**Instruções:**
Redigite sem alterações, da entrevista abaixo, o trecho que vai de "PCdoB na Câmara – Como será feito" até "tradição do nosso país.".

**Trecho citado:**
══════
PCdoB na Câmara – Como será feito o enfrentamento da pauta das privatizações?
Daniel – Há uma discussão a ser feita na Casa a respeito das privatizações. Existe a informação de que virá um pacote para privatizar tudo. O ministro da Economia, Paulo Guedes, diz que nada está isento do processo de privatização: Petrobras, Eletrobras, Banco do Brasil, Caixa Econômica Federal, Correios. Tudo seria privatizável. Vamos lutar contra isso. Entregar tudo é contra o interesse nacional e a tradição do nosso país.
PCdoB na Câmara – Como o senhor avalia a relação do governo brasileiro com os Estados Unidos?
Daniel – É uma política de submissão aos americanos. É isso que eles estão fazendo. Estão de joelhos para os americanos. É uma coisa vexatória, vergonhosa, que agride a história do nosso país. Temos de fazer esse debate aqui no Congresso Nacional. O Brasil sempre abriu os braços para receber turistas. Mas não concordamos com o jeito que foi feito. Os americanos podem vir ao nosso país sem precisar de visto, mas os brasileiros que se dirigem aos Estados Unidos têm de ficar numa fila para pegar um visto. Não podemos aceitar esta falta de reciprocidade. Não concordamos com o desprezo ao Mercosul, que está sendo esvaziado. O governo também está virando as costas para a China, principal parceiro comercial. Essa política externa está completamente errada. A perspectiva de conflito bélico com a Venezuela é contra toda a tradição do nosso país, do Itamaraty, da diplomacia brasileira, da concepção de garantir a autodeterminação dos povos e da não-intervenção. Tudo isso fará parte de temas que estão na ordem do dia, e iremos debater.
PCdoB na Câmara – Diante da desarticulação da base do governo, é possível barrar a pauta de Bolsonaro?
Daniel – O governo Bolsonaro não tem uma forma clara, definida. São vários grupos que compõem o governo. Tem o grupo ligado a Guedes, do entreguismo deslavado. Existe o grupo ligado ao ministro da Justiça, Sérgio Moro, a turma da toga. Tem os militares, a turma evangélica, os neopentecostais. Esse Olavo de Carvalho vem como o grande condutor de ações dentro do governo. Esse conjunto de coisas leva a um conflito muito grande no funcionamento da base de sustentação no Congresso. Eles estão batendo cabeça. Muitas estrelas querendo aparecer, mostrar serviço, mas sem nenhuma visão clara dos problemas do Brasil, sem qualquer capacidade de articulação. Isso é algo que pode jogar a favor dos interesses nacionais. Enquanto eles batem cabeça, nós da Oposição vamos ter de nos coesionar para fazer o enfrentamento necessário, preservar a Constituição, os interesses dos trabalhadores, os direitos sociais, a nossa democracia que está ameaçada. Temos de estar juntos com os movimentos sociais em torno desta agenda de resistência.
PCdoB na Câmara – Como será a agenda propositiva da Oposição?
══════
**Registros fornecidos:**
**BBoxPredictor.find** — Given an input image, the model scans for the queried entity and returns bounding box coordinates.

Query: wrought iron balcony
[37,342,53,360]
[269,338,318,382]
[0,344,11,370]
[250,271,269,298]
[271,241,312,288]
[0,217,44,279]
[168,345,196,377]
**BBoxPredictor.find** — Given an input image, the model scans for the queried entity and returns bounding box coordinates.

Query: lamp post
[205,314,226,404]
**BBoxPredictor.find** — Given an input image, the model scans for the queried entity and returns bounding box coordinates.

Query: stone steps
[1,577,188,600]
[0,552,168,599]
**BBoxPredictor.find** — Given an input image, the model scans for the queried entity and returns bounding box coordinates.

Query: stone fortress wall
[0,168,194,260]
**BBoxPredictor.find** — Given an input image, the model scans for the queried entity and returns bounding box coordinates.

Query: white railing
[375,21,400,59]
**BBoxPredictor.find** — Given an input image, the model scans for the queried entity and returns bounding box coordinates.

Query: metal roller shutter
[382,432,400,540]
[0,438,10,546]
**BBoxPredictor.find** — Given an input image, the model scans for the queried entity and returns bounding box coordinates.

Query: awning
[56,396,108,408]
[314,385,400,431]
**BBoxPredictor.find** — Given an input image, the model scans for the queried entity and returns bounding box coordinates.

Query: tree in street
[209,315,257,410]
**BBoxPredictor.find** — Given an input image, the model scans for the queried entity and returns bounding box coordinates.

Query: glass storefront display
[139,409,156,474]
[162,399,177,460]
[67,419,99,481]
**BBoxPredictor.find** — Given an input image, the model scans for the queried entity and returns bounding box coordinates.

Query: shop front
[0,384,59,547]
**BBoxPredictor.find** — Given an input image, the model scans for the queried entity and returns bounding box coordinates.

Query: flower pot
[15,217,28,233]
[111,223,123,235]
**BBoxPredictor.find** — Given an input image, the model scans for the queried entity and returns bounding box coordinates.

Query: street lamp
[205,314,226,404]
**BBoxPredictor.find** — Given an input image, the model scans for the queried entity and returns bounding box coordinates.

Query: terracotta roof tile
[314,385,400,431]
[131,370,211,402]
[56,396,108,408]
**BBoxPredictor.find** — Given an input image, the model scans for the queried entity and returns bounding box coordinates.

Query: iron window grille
══════
**Exercício resolvido:**
PCdoB na Câmara – Como será feito o enfrentamento da pauta das privatizações?
Daniel – Há uma discussão a ser feita na Casa a respeito das privatizações. Existe a informação de que virá um pacote para privatizar tudo. O ministro da Economia, Paulo Guedes, diz que nada está isento do processo de privatização: Petrobras, Eletrobras, Banco do Brasil, Caixa Econômica Federal, Correios. Tudo seria privatizável. Vamos lutar contra isso. Entregar tudo é contra o interesse nacional e a tradição do nosso país.